Assignment:
A word-for-word restatement of all the records is the required answer.

━━ Exercise materials

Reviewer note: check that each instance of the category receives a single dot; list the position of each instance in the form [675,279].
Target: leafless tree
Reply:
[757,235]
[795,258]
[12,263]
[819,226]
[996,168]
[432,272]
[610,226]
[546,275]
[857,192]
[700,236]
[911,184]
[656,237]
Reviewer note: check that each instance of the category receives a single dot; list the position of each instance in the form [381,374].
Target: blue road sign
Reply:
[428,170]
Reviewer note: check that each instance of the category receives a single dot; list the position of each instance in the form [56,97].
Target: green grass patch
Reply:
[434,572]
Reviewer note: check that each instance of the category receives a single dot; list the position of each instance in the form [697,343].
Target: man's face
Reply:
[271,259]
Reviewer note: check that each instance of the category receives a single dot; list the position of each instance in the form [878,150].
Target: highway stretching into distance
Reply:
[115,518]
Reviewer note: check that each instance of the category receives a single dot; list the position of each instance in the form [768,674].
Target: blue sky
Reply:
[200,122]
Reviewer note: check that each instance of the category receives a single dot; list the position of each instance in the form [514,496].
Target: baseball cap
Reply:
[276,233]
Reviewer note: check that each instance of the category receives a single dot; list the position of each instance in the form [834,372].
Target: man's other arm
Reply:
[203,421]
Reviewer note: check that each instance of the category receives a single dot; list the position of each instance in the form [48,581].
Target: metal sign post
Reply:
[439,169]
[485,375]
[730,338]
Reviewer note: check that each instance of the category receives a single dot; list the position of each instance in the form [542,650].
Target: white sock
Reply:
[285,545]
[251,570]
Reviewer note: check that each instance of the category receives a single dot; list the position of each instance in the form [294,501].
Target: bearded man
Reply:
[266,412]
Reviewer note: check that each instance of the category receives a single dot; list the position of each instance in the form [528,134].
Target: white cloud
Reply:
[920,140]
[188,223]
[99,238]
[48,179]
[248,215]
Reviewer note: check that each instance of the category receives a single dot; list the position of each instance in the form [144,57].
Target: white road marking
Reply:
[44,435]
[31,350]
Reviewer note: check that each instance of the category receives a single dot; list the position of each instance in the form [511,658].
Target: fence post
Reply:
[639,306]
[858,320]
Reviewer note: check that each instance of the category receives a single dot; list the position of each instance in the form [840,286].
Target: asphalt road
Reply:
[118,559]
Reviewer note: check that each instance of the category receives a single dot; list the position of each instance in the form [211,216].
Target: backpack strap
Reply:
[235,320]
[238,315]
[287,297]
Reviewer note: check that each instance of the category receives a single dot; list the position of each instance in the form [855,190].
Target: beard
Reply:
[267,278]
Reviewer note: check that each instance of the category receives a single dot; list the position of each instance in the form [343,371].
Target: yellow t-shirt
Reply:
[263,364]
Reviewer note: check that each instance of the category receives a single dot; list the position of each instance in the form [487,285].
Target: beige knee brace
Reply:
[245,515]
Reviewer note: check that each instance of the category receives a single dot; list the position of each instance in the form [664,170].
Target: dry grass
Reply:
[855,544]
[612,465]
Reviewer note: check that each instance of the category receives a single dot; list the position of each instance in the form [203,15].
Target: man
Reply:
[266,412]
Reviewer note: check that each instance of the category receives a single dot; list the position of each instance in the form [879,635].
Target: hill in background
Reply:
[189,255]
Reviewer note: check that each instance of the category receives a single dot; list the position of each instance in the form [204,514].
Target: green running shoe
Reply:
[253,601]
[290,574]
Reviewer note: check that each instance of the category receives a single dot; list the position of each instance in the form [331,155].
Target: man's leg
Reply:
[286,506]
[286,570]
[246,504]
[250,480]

━━━━

Result of the exercise:
Reviewer note: check that each instance of the category receives a single dot; list the position of each instance in the form [675,279].
Target: leafless tree
Reply:
[757,235]
[795,258]
[12,263]
[819,226]
[996,168]
[432,272]
[610,226]
[546,275]
[857,192]
[700,236]
[911,184]
[656,237]
Reviewer note: check that each instance of the category receives a single dot; list the position of each instance in the form [381,374].
Target: blue road sign
Reply:
[428,170]
Reviewer note: check that each instance of the category receives a single dot; list the position of each instance in the form [56,97].
Target: green grass patch
Reply:
[434,572]
Reviewer note: check that each instance of the category receives a single dot; list the position of each instance in the form [697,343].
Target: man's face
Reply:
[271,259]
Reviewer note: check that each instance of the category receives a single dot; list the position of each instance in the form [878,150].
Target: highway stretching into distance
Reply:
[115,518]
Reviewer note: check that each instance of the category receives a single dot; list the position of each instance in the form [768,674].
Target: blue sky
Reply:
[200,122]
Reviewer note: check that each instance of the category receives a single dot; list the position of each instance in the form [514,496].
Target: baseball cap
Reply:
[276,233]
Reviewer note: check that each instance of the category receives a single dot; list the position of each instance in the form [834,372].
Target: man's other arm
Reply:
[203,421]
Reviewer note: check that each instance of the category receives a single dot; list the position of each instance in the form [48,581].
Target: metal sign post
Reply:
[439,169]
[485,375]
[730,338]
Reviewer note: check that each instance of the category receives a single dot; list the position of each instance in the form [542,650].
Target: white sock
Reply:
[285,545]
[251,570]
Reviewer note: check that each instance of the category receives a single dot; list the position of each instance in the form [294,501].
Target: bearded man
Reply:
[266,412]
Reviewer note: check that each instance of the category receives a single dot; list the position of each instance in the form [528,134].
Target: white cloud
Reply:
[920,140]
[188,223]
[99,238]
[48,179]
[248,215]
Reviewer note: check that each instance of the category receives a single dot; list the position of each instance in the form [144,57].
Target: white road marking
Reply:
[44,435]
[31,350]
Reviewer note: check that each instance of the category receives a single dot; list the position of each instance in the form [511,658].
Target: fence post
Reply:
[639,306]
[858,320]
Reviewer note: check that each instance of the category receives a single dot; list the position of each instance in the form [840,286].
Target: asphalt road
Reply:
[118,559]
Reviewer note: check that each instance of the category receives a single dot; list the position of each instance in the form [211,216].
Target: backpack strap
Reply:
[235,320]
[238,315]
[287,297]
Reviewer note: check that each instance of the category receives a single dot; list the position of each instance in the form [855,190].
Target: beard
Reply:
[267,278]
Reviewer note: check that each instance of the category receives a single dot; list the position of each instance in the form [343,371].
Target: yellow t-shirt
Reply:
[263,364]
Reviewer note: check that each instance of the category receives a single dot; list the position of each instance in the form [487,285].
Target: beige knee brace
Reply:
[245,515]
Reviewer note: check that each instance of the category receives a single dot; list the position of each instance in the form [664,170].
Target: dry grass
Reply:
[855,544]
[612,465]
Reviewer note: check that each instance of the category receives a single dot; list the position of each instance in the form [203,15].
Target: man
Reply:
[266,412]
Reviewer note: check that each instance of the category receives a single dot; list the position of each instance in the form [879,635].
Target: hill in background
Reply:
[189,255]
Reviewer note: check that each instance of the category receives a single dot; list the position of each instance in the form [204,514].
Target: green running shoe
Reply:
[253,601]
[290,574]
Reviewer note: check that each instance of the category receives a single dot; list the position of each instance in the form [331,155].
Target: man's leg
Reply:
[286,506]
[286,570]
[246,504]
[250,480]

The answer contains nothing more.